Exercise requirements:
Transcribe, character for character, the part of the material that opens with the line containing "out the light" and runs through the end of the material, including both ends.

[Data records]
☆ ☆ ☆ ☆ ☆
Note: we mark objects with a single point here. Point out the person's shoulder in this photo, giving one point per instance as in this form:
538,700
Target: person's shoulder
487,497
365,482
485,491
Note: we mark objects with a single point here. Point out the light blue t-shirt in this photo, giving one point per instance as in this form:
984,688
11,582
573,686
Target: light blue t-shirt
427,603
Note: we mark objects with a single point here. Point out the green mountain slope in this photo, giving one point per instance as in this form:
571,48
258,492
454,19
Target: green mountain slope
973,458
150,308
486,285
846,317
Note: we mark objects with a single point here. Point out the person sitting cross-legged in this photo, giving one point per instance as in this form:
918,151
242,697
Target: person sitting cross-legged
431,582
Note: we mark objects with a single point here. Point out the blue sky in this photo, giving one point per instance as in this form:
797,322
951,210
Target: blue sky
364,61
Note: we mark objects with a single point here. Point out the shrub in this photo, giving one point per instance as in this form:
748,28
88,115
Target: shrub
☆ ☆ ☆ ☆ ☆
Solved exercise:
Note: we mark objects with a single point here. Point out the light blue t-shirt in this photo, giving one point per instance as in this form:
984,688
11,582
573,686
Target: light blue t-shirt
427,603
Note: we mark objects with a single point here. Point out the green mountain slope in this photo, giving one point per instance as in this form:
571,48
258,492
454,19
Target: green mountain slope
973,458
150,308
486,285
846,317
Note: we mark objects with a single point here. Point out the person sitting cross-legged in this photo, giving one point per instance as in this form:
918,151
242,697
Target: person sitting cross-legged
431,582
Note: we mark objects with a single point here. Point out the blue sky in this photo, giving one point per instance as in this form:
797,322
951,210
Target: blue sky
364,61
Note: we mark objects with a single point here. Point out the shrub in this photo, giving one point per instance as in this form:
748,28
88,115
Target: shrub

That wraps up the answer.